### Directive
Format the lines of the material as a numbered list, starting at the line containing "Please indicate the blurred" and continuing through the end of the material, with both ends included and blank lines omitted.

[Begin Listing]

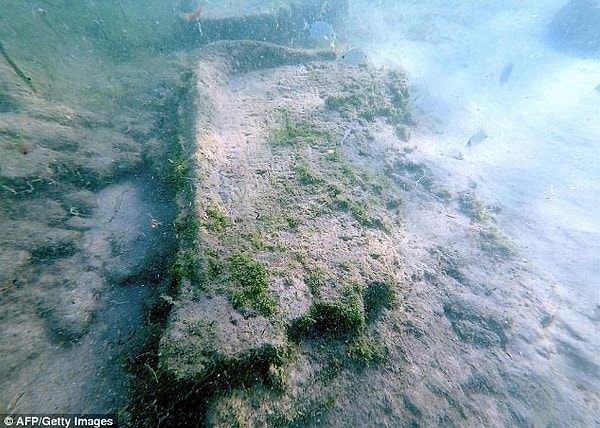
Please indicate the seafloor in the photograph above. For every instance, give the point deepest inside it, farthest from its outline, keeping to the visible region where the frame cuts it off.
(214, 228)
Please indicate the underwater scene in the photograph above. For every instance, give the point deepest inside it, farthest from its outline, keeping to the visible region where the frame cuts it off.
(300, 213)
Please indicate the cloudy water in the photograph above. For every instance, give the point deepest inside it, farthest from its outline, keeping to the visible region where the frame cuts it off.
(220, 213)
(508, 109)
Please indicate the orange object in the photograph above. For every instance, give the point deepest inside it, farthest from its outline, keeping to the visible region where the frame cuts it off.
(193, 16)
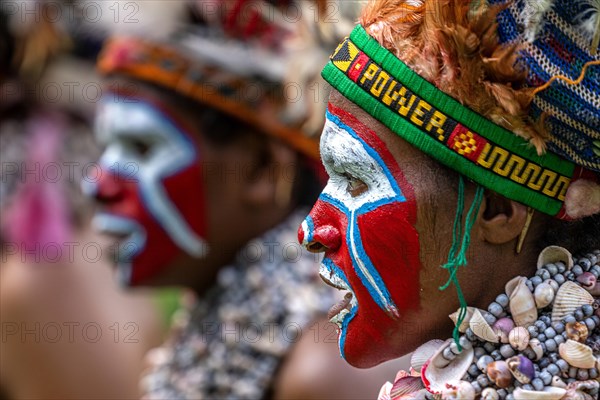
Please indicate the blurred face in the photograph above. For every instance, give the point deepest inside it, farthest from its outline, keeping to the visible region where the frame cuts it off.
(151, 188)
(365, 221)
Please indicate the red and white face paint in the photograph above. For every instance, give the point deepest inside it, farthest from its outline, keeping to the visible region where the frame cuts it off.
(150, 187)
(364, 221)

[End Listing]

### Worked answer
1. Please indicate the blurred face in the photograph above. For every instance, give the point deepest inside it, farthest from its outline, keeping to the visible region where the frame cuts it off.
2. (151, 188)
3. (365, 221)
4. Please indicate the red and white face paint in the photograph above. For every instance, give the point deepest inside it, farthest from its outline, keeping to the visible region where the frame cuts it off.
5. (150, 187)
6. (364, 221)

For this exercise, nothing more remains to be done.